The Archaeology of Insular Ink:
In spite of the fact that tattooing was a longer-lasting, more wide-spread practice in the British Isles than body painting, there is less archaeological evidence for it. This may be because the common tools used for tattooing, needles or blades for puncturing the skin, pigments to make the ink, and dishes to hold the ink, all had other common uses in the Middle Ages that could make an archaeologist overlook their use in tattooing. The same needle that was used to sew a tunic could also have been used to tattoo a leg (Carr 2005). A group of small, toothed bronze plates from a Romano-British site at Chalton, Hampshire might have been tattoo chisels (Carr 2005) or they might have been used to make stitching holes in leather (Cunliffe 1977).
Although the pigment used to make tattoos may be difficult to identify at archaeological sites, other lines of evidence might give us an idea of what it was. Although the written sources tell us that Irish tattoos were blue, the popular modern belief that woad was the source of the tattoo pigment is, in my opinion, extremely unlikely for a couple of reasons:
1) Blue pigment from woad doesn't seem to work as tattoo ink. The modern tattoo artists who have tried to use it have found that it burns out of the person's skin, leaving a scar with no trace of blue in it (Lambert 2004).
○ ○ ○ ○ ○
» **Set problem**
Update the passage on tattooing in the British Isles from "Although the pigment" to "it (Lambert 2004).", writing it out again with "indigo" in place of "woad".

Portion of a data file:
○ ○ ○ ○ ○
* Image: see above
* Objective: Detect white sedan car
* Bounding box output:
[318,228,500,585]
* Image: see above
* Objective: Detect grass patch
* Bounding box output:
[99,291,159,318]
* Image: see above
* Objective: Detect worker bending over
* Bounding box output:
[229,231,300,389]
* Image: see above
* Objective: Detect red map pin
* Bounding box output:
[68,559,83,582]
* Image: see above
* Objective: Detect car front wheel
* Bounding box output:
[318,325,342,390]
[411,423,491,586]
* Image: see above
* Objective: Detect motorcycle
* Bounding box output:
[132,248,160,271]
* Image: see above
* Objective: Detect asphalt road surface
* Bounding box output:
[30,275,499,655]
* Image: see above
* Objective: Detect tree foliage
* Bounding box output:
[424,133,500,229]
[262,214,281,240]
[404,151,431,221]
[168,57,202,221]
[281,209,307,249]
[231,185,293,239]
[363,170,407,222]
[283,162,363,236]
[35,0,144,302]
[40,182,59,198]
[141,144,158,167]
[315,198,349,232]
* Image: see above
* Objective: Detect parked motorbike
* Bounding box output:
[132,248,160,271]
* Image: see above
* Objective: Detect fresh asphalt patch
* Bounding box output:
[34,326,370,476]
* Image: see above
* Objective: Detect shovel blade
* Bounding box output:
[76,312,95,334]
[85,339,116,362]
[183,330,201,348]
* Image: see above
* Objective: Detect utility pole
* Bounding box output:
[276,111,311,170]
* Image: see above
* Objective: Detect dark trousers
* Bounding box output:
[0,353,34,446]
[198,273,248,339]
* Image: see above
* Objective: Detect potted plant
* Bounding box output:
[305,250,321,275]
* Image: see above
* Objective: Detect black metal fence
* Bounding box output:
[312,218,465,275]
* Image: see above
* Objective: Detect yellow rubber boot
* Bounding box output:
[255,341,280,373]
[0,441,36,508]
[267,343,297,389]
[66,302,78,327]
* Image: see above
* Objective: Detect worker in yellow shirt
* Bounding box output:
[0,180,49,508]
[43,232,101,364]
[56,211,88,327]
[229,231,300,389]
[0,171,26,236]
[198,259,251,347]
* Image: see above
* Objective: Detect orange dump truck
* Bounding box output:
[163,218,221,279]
○ ○ ○ ○ ○
» **Result of the exercise**
Although the pigment used to make tattoos may be difficult to identify at archaeological sites, other lines of evidence might give us an idea of what it was. Although the written sources tell us that Irish tattoos were blue, the popular modern belief that indigo was the source of the tattoo pigment is, in my opinion, extremely unlikely for a couple of reasons:
1) Blue pigment from indigo doesn't seem to work as tattoo ink. The modern tattoo artists who have tried to use it have found that it burns out of the person's skin, leaving a scar with no trace of blue in it (Lambert 2004).